Written task: Please recast every line of the items below as a Markdown table with the columns Row and Line, numbering the rows and leaving out blank lines.
— start of Materials provided —
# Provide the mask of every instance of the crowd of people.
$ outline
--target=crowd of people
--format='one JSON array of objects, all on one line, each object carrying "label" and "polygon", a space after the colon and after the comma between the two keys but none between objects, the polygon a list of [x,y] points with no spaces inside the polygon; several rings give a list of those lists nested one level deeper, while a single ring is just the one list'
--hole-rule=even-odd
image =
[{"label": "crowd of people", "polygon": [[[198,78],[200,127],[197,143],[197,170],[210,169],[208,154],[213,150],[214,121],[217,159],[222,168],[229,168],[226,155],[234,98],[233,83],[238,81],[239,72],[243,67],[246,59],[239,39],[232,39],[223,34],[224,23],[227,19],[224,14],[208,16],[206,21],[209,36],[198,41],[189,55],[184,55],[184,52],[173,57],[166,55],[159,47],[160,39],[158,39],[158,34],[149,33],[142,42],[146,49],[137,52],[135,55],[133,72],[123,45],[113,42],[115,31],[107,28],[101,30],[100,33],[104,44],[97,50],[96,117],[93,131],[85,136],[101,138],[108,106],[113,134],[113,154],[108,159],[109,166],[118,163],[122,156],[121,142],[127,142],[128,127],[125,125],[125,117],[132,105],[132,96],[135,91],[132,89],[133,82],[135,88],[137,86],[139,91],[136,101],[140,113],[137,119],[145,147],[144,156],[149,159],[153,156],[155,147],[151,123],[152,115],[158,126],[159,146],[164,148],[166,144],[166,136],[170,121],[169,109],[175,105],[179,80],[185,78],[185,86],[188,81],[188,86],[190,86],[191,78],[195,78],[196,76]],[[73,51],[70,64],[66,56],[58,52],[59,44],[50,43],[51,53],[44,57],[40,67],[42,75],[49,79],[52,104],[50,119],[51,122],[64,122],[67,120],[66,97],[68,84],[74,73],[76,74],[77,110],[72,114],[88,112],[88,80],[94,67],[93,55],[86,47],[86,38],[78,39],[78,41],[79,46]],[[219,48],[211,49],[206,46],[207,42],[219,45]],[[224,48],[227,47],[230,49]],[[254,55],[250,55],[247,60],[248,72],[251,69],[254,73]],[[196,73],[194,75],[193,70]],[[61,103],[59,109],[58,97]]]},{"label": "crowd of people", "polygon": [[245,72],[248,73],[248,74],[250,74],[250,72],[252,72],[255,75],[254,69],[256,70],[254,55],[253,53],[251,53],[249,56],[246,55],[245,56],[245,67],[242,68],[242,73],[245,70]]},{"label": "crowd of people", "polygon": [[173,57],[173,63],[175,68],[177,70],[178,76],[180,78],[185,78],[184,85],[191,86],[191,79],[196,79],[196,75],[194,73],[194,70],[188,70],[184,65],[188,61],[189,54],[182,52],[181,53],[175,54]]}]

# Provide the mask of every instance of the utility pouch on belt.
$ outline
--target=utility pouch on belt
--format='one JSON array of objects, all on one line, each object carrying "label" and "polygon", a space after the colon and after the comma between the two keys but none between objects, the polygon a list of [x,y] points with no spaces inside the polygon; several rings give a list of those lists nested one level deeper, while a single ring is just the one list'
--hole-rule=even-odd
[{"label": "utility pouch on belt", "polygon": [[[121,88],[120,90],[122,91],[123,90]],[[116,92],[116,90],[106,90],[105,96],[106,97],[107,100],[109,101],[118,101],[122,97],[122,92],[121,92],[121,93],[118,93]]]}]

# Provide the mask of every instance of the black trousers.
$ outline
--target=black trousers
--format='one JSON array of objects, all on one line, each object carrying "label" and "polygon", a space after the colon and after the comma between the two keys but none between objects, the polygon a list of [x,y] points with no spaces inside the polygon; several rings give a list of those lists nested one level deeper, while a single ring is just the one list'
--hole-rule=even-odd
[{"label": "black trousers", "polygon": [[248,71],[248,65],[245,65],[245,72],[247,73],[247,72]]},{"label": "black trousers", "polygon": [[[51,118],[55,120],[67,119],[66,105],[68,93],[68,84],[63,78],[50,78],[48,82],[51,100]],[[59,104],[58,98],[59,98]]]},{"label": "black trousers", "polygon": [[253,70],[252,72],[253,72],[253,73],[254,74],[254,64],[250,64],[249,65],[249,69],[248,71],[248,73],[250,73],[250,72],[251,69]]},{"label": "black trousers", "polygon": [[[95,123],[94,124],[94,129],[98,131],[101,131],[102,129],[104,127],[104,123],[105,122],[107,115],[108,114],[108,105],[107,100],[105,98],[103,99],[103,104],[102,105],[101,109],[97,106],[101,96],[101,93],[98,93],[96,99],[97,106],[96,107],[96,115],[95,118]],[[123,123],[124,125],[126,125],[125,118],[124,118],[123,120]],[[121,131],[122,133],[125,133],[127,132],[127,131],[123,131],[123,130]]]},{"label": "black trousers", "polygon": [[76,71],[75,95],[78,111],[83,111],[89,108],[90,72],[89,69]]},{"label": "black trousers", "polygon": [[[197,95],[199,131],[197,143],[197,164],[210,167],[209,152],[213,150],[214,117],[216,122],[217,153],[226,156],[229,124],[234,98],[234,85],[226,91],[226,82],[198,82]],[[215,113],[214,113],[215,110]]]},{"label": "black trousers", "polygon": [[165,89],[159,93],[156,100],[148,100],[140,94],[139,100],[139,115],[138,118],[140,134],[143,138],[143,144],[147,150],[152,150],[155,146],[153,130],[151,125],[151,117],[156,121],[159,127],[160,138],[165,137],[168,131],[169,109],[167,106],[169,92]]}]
— end of Materials provided —
Exercise result:
| Row | Line |
|---|---|
| 1 | # Provide the mask of every instance of the crowd of people. |
| 2 | $ outline |
| 3 | --target=crowd of people |
| 4 | --format='one JSON array of objects, all on one line, each object carrying "label" and "polygon", a space after the colon and after the comma between the two keys but none between objects, the polygon a list of [x,y] points with no spaces inside the polygon; several rings give a list of those lists nested one level deeper, while a single ring is just the one list' |
| 5 | --hole-rule=even-odd |
| 6 | image = |
| 7 | [{"label": "crowd of people", "polygon": [[[198,78],[200,127],[197,143],[197,170],[210,169],[208,154],[213,150],[214,121],[217,159],[222,168],[229,168],[226,155],[234,98],[233,83],[238,81],[239,72],[243,67],[246,59],[239,39],[232,39],[223,34],[224,23],[227,19],[224,14],[208,16],[206,21],[209,36],[198,41],[189,55],[184,55],[184,52],[173,57],[166,55],[159,47],[160,39],[158,39],[158,34],[149,33],[142,42],[146,49],[137,52],[135,55],[133,72],[123,45],[113,42],[115,31],[107,28],[101,30],[100,33],[104,44],[97,50],[96,117],[93,131],[85,136],[101,138],[108,106],[113,134],[113,154],[108,159],[109,166],[118,163],[122,156],[121,142],[127,142],[128,127],[125,125],[125,117],[132,105],[132,96],[135,91],[132,89],[133,82],[135,88],[137,86],[139,91],[136,101],[140,113],[137,119],[145,147],[144,156],[149,159],[153,156],[155,147],[151,123],[152,115],[158,126],[159,146],[164,148],[166,144],[166,136],[170,121],[169,109],[175,105],[179,80],[185,78],[185,86],[188,81],[188,86],[190,86],[191,78],[195,78],[196,76]],[[73,51],[70,64],[66,56],[58,52],[59,44],[50,43],[51,53],[44,57],[40,67],[42,75],[49,79],[52,104],[50,119],[51,122],[64,122],[67,120],[66,97],[68,84],[74,73],[76,74],[77,110],[72,114],[88,112],[88,80],[94,67],[93,55],[86,47],[86,38],[78,39],[78,41],[79,46]],[[219,48],[211,49],[206,46],[207,42],[219,45]],[[224,48],[227,47],[230,49]],[[254,55],[250,55],[247,60],[248,72],[251,69],[254,73]],[[196,73],[194,75],[193,70]],[[61,103],[59,109],[58,97]]]},{"label": "crowd of people", "polygon": [[245,72],[248,73],[248,74],[250,74],[250,72],[252,72],[255,75],[254,69],[256,70],[254,55],[253,53],[251,53],[249,56],[246,55],[245,56],[245,67],[242,68],[242,73],[245,70]]},{"label": "crowd of people", "polygon": [[173,57],[173,63],[175,68],[177,70],[178,76],[180,78],[185,78],[184,85],[191,86],[191,79],[196,79],[196,75],[194,73],[194,70],[188,70],[184,65],[188,61],[189,54],[182,52],[181,53],[175,54]]}] |
| 8 | # Provide the mask of every instance of the utility pouch on belt. |
| 9 | $ outline |
| 10 | --target=utility pouch on belt |
| 11 | --format='one JSON array of objects, all on one line, each object carrying "label" and "polygon", a space after the colon and after the comma between the two keys but none between objects, the polygon a list of [x,y] points with no spaces inside the polygon; several rings give a list of those lists nested one level deeper, while a single ring is just the one list' |
| 12 | --hole-rule=even-odd |
| 13 | [{"label": "utility pouch on belt", "polygon": [[[121,88],[120,90],[122,91],[123,90]],[[116,92],[116,90],[106,90],[105,96],[106,97],[107,100],[109,101],[118,101],[122,97],[122,92],[121,92],[121,93],[118,93]]]}] |
| 14 | # Provide the mask of every instance of the black trousers. |
| 15 | $ outline |
| 16 | --target=black trousers |
| 17 | --format='one JSON array of objects, all on one line, each object carrying "label" and "polygon", a space after the colon and after the comma between the two keys but none between objects, the polygon a list of [x,y] points with no spaces inside the polygon; several rings give a list of those lists nested one level deeper, while a single ring is just the one list' |
| 18 | --hole-rule=even-odd |
| 19 | [{"label": "black trousers", "polygon": [[248,71],[248,65],[245,65],[245,72],[247,73],[247,72]]},{"label": "black trousers", "polygon": [[[51,118],[55,120],[67,119],[66,105],[68,93],[68,84],[63,78],[50,78],[48,82],[51,100]],[[59,104],[58,98],[59,98]]]},{"label": "black trousers", "polygon": [[253,70],[252,72],[253,72],[253,73],[254,74],[254,64],[250,64],[249,65],[249,69],[248,71],[248,73],[250,73],[250,72],[251,69]]},{"label": "black trousers", "polygon": [[[95,123],[94,124],[94,129],[98,131],[101,131],[102,129],[104,127],[104,123],[105,122],[107,115],[108,114],[108,105],[107,100],[105,98],[103,99],[103,104],[102,105],[101,109],[97,106],[101,96],[101,93],[98,93],[96,99],[97,106],[96,107],[96,115],[95,118]],[[123,123],[124,125],[126,125],[125,118],[124,118],[123,120]],[[121,131],[122,133],[125,133],[127,132],[127,131],[123,131],[123,130]]]},{"label": "black trousers", "polygon": [[76,71],[75,95],[78,111],[83,111],[89,108],[90,72],[89,69]]},{"label": "black trousers", "polygon": [[[197,95],[199,131],[197,143],[197,164],[210,167],[209,152],[213,150],[214,117],[216,122],[217,153],[226,156],[229,124],[234,98],[234,85],[226,91],[226,82],[198,82]],[[215,113],[214,113],[215,110]]]},{"label": "black trousers", "polygon": [[165,89],[159,93],[156,100],[148,100],[140,94],[139,100],[139,115],[138,118],[140,134],[143,138],[143,144],[147,150],[152,150],[155,146],[153,130],[151,125],[151,117],[156,121],[159,127],[160,138],[165,137],[168,131],[169,109],[167,106],[169,92]]}] |